* 文档段落
为什么我的exp错了 大佬们帮我看看，我交了多项式ln的模板过了，exp样例错了。帮帮忙吧

#include <bits/stdc++.h>
using namespace std;
namespace cxcyl {
	const int mod = 998244353;
	int a[400005], b[400005], rev[400005], n, m, cnt[100005], inv[400005], L;
	inline int read() {
		int x = 0, f = 1; char c = getchar();
		while (c > -1 && c < '0' || c > '9') { if (c == '-') f = -1; c = getchar(); }
		if (c == -1) return 0;
		while (c >= '0' && c <= '9') x = x * 10 + c - 48, c = getchar();
		return x * f;
	}
	inline int fpow(int a, int b) {
		int ret = 1;
		for (; b; b >>= 1, a = 1ll * a * a % mod)
			if (b & 1)

* 数据摘录
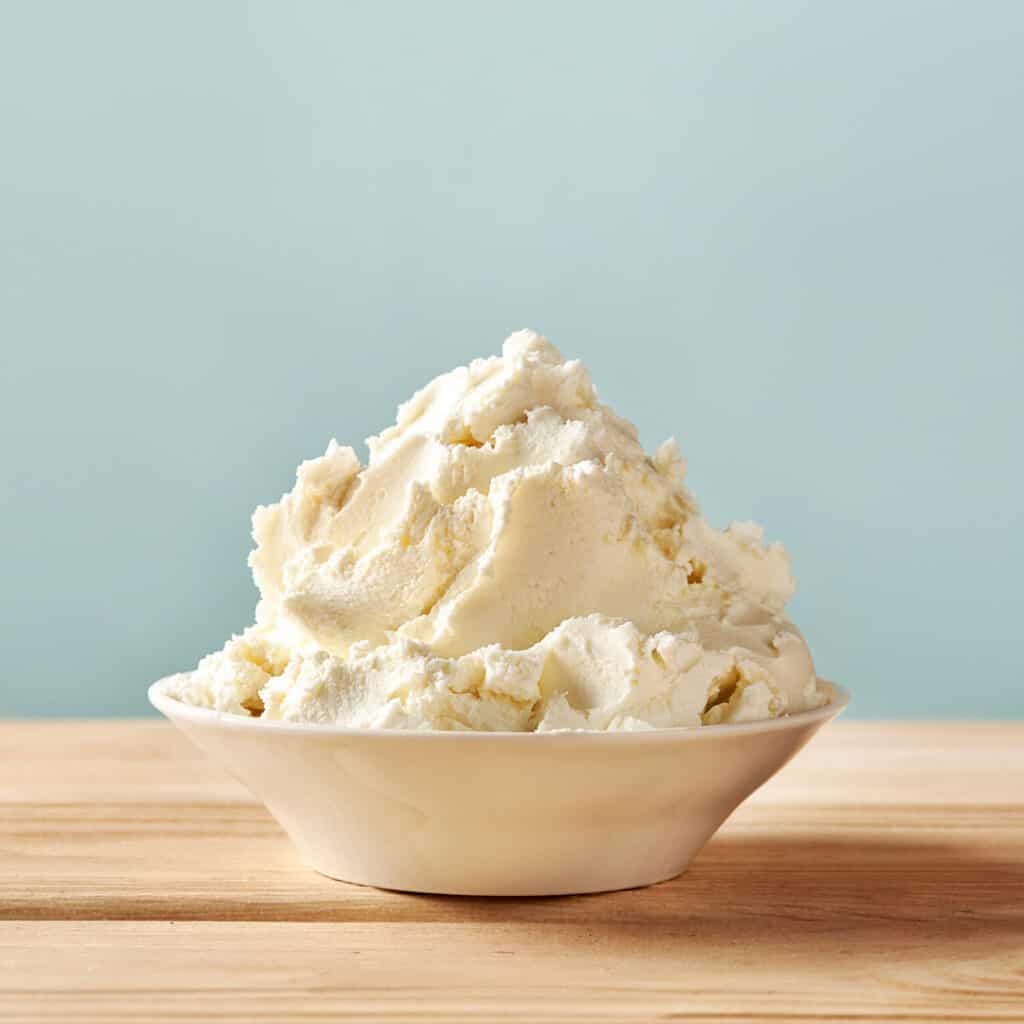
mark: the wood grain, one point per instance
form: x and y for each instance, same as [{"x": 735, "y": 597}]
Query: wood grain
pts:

* 任务说明
1) 求助帖的代码在命名空间 cxcyl 中声明了哪些数组？请全部列出。
2) 从求助帖代码停下的地方往下续写。

* 逐项结果
1) a、b、rev、cnt、inv

2)
				ret = 1ll * ret * a % mod;
		return ret;
	}
	inline void Get(int n, int op = 1) {
		L = op ? 1 : n;
		while (L < n) L <<= 1;
		for (int i = 1; i < L; ++i) rev[i] = rev[i >> 1] >> 1 | ((i & 1) ? L >> 1 : 0);
	}
	inline void fft(int *a, int t) {
		for (int i = 0; i < L; ++i) if (i < rev[i]) swap(a[i], a[rev[i]]);
		for (int l = 2; l <= L; l <<= 1) {
			int W = t == 1 ? fpow(3, (mod - 1) / l) : fpow(fpow(3, (mod - 1) / l), mod - 2);
			for (int i = 0; i < L; i += l)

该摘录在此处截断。